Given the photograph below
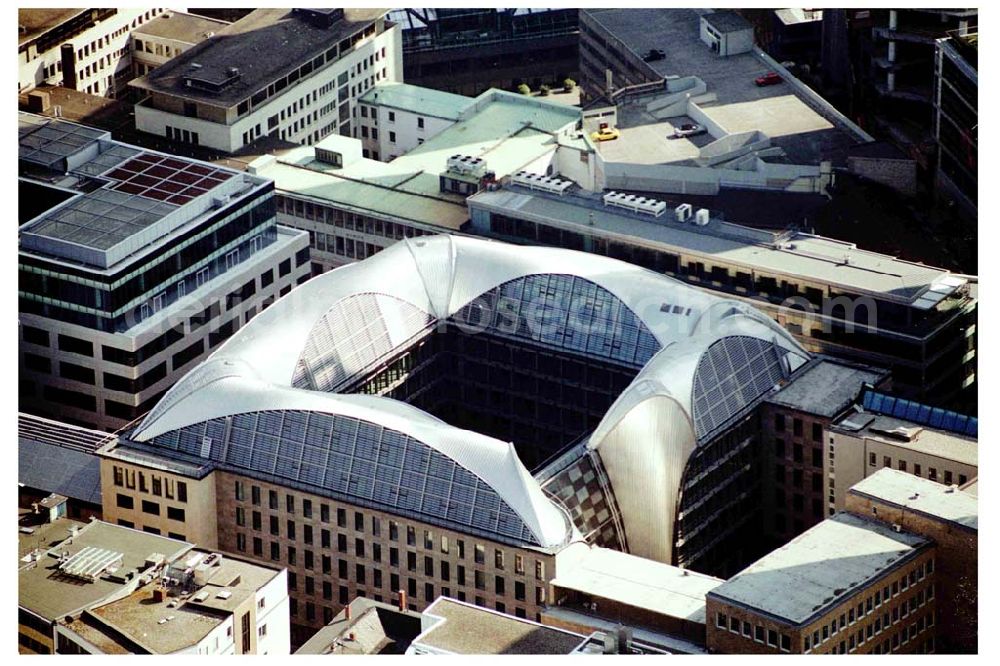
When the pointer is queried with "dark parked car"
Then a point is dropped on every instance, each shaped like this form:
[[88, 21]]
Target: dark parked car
[[687, 129], [769, 79]]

__What to produce__. Please print the material above word for word, leaving out the picture.

__Correct result__.
Given the photograph below
When the pointer is queried with "dark parked car"
Then a point is dropped on every instance, each shaped like this form:
[[88, 21]]
Target: dark parked car
[[687, 129], [769, 79]]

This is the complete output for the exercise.